• _Assignment_: Print the entire listing. Each line must match the original exactly.

'''

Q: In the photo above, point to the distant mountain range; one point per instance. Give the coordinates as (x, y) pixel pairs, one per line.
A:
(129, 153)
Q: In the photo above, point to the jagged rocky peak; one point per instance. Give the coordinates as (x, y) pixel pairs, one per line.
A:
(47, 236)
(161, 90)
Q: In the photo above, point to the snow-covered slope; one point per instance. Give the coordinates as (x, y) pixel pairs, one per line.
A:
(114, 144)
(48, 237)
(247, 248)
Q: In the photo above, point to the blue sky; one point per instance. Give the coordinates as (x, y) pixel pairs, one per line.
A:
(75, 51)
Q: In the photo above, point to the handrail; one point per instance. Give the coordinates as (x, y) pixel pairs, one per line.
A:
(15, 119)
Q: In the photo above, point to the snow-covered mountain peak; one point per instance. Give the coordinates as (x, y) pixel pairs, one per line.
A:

'''

• _Task output_:
Q: In the photo above, point to the distant mountain range; one point per instance. Give the coordinates as (x, y) pixel pairs, one per line.
A:
(129, 153)
Q: In the photo above, point to the jagged rocky peak; one point per instance. Give the coordinates as (x, y) pixel pairs, one per line.
A:
(47, 236)
(161, 90)
Q: In the photo above, point to the snow-covered slope; one point per instance. Give the coordinates as (x, y) pixel pairs, one per line.
A:
(114, 144)
(48, 237)
(247, 248)
Q: In the photo above, point to the blue sky; one point per instance. Give the coordinates as (x, y) pixel pairs, one per line.
A:
(75, 51)
Q: In the photo above, point to the handrail; one point per instance. Give the coordinates as (x, y) pixel pairs, one per line.
A:
(15, 119)
Q: In the photo above, point to the snow-covered mountain peak; one point per instance. Give the coordinates as (x, y) pixel pairs, one per line.
A:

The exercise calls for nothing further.